Stated problem –
Copy the lines between the one containing "In this exercise you will pick out the thin" and the one containing "(1059, 205)", inclusive, and swap each "marker" for "dot". Leave everything else as it is.

Materials provided –
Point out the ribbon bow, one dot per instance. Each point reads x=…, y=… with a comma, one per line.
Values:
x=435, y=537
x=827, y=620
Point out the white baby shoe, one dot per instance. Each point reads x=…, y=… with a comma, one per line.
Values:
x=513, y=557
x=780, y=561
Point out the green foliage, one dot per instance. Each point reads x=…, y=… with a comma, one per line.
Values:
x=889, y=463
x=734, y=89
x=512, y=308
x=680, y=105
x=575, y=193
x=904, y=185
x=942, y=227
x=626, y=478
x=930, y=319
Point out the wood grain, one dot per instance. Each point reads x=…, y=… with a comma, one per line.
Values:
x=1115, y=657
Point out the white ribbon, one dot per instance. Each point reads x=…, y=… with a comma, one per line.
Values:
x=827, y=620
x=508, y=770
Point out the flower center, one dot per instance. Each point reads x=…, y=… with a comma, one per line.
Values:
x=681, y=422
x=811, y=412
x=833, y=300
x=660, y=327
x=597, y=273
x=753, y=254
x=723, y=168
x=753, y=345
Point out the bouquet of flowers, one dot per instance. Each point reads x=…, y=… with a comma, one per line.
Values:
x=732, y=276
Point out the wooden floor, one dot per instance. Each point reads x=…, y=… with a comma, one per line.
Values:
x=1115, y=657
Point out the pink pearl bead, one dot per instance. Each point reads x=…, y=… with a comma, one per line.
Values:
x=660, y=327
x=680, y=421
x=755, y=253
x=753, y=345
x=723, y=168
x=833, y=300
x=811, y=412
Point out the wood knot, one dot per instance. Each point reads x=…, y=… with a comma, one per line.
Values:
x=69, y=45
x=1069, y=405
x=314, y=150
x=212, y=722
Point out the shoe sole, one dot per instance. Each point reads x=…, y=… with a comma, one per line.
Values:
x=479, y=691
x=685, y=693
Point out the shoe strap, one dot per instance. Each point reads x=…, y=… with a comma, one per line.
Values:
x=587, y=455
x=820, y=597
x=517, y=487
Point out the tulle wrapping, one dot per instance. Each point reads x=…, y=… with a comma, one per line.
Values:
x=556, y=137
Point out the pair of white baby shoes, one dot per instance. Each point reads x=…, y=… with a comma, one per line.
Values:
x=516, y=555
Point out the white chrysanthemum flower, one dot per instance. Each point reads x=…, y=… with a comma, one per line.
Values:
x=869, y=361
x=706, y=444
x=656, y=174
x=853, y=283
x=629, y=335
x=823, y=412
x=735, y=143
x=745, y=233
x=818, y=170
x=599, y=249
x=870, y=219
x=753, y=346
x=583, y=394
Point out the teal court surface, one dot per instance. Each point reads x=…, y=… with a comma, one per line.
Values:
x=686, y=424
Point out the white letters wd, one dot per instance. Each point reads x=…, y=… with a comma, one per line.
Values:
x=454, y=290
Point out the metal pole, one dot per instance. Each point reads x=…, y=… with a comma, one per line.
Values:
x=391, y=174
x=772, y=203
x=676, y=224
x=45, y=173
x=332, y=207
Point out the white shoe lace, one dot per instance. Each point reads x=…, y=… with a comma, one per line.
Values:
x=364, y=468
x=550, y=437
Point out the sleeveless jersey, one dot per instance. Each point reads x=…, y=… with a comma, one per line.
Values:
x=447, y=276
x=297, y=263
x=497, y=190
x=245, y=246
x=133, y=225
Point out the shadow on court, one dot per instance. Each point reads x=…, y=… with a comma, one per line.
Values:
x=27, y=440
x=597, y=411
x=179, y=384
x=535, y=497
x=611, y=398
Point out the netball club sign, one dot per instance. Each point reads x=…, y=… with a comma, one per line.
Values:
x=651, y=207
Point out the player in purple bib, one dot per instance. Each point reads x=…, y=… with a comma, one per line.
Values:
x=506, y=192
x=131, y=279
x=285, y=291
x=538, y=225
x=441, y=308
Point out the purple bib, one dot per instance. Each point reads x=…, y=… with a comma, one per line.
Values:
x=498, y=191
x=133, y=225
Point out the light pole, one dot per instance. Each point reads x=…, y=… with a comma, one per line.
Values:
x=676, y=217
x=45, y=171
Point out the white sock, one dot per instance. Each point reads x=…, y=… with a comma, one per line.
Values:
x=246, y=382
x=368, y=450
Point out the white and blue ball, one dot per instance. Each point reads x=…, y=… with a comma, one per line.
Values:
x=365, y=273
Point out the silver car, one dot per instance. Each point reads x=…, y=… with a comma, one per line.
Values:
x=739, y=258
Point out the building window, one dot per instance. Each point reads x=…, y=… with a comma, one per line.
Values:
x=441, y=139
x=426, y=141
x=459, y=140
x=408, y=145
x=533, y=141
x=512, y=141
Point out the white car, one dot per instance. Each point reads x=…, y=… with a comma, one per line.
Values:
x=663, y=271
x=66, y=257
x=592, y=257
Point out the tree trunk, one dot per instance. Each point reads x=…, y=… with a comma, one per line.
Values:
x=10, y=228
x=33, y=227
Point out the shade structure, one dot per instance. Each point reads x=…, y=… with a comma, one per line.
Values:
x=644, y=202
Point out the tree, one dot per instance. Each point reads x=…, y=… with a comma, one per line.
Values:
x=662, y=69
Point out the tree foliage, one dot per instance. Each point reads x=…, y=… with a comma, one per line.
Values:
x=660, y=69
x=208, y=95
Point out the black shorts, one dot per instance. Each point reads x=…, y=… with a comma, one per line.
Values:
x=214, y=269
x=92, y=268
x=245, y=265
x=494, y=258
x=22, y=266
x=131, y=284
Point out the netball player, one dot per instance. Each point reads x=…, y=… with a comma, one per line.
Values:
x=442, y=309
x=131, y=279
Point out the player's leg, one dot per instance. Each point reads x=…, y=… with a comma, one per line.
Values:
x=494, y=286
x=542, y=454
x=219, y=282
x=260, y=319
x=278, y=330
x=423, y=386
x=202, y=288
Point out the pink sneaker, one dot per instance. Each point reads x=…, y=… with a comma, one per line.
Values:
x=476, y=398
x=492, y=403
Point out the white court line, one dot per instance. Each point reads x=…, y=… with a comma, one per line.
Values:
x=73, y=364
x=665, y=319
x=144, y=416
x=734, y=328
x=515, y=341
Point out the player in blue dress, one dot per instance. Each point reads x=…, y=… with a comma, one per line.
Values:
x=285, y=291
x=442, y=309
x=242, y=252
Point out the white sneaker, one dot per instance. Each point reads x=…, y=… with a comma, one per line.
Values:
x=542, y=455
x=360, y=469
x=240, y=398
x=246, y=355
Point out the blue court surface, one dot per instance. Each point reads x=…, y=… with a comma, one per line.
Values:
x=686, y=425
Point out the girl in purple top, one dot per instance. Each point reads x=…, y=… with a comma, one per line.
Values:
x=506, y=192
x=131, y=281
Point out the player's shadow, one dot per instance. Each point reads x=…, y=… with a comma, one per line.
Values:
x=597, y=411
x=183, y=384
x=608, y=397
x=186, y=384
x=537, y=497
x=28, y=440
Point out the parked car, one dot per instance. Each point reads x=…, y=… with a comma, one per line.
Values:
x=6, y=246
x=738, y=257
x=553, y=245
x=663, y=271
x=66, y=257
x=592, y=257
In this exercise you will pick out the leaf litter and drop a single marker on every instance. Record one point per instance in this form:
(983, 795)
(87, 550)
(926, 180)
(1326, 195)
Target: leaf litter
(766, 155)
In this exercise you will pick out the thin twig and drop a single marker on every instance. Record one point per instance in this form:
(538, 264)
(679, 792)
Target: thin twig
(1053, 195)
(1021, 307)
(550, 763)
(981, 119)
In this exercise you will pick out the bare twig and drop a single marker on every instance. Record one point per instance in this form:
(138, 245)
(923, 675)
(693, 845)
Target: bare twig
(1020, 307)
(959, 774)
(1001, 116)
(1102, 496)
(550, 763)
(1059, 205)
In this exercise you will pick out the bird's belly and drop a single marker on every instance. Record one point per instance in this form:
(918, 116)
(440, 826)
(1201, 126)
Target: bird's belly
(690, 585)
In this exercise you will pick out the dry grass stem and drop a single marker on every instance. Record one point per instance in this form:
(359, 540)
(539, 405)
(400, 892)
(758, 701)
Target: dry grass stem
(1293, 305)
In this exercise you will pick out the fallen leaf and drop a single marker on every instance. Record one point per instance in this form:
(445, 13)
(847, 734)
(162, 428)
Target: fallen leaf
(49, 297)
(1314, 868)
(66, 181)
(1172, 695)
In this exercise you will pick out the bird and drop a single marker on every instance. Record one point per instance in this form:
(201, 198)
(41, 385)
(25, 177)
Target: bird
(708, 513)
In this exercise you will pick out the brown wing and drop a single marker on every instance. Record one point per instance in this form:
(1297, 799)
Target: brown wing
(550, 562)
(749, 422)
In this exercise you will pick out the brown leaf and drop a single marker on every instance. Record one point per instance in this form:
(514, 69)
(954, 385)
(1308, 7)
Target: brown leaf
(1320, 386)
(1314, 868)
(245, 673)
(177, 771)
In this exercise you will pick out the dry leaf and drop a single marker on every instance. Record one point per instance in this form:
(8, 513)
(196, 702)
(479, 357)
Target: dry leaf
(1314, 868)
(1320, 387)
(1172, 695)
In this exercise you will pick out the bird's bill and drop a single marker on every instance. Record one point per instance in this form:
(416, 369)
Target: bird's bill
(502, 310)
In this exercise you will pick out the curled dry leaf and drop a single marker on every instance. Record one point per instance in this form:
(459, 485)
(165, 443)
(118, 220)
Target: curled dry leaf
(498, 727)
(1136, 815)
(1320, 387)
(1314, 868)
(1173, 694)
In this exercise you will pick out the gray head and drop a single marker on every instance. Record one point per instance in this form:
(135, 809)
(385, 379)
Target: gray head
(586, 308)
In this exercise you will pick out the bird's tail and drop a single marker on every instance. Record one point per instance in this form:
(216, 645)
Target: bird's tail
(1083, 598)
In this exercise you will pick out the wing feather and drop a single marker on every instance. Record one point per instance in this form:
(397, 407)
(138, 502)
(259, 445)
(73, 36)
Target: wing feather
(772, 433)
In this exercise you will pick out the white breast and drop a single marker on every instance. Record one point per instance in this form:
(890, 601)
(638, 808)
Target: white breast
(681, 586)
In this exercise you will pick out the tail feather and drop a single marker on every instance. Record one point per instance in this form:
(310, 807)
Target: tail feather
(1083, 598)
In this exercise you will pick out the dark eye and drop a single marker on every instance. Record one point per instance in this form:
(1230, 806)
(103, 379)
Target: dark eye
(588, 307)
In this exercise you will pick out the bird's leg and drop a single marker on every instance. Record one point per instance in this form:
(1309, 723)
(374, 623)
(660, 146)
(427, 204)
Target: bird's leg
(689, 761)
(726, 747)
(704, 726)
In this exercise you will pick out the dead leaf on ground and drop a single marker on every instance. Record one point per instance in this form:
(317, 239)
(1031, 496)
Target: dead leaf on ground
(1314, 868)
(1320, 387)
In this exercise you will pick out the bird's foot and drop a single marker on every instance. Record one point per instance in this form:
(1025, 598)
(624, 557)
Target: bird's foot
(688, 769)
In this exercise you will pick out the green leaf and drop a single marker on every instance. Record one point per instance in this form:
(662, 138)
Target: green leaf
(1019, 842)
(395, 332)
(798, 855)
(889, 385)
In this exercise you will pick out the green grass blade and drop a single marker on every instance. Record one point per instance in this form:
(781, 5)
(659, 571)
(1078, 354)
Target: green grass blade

Reply –
In this exercise you will pick out the thin twig and drop a single dot on every instance. Record one point per instance in this form:
(538, 264)
(679, 792)
Target: thin twig
(1053, 195)
(1021, 307)
(550, 763)
(981, 119)
In this exercise you will pick out the bare twig and drop a single dot on every instance. Record one point per instance in this form:
(138, 245)
(923, 675)
(693, 845)
Target: bare twig
(1020, 307)
(959, 774)
(1001, 116)
(1102, 496)
(550, 763)
(1059, 205)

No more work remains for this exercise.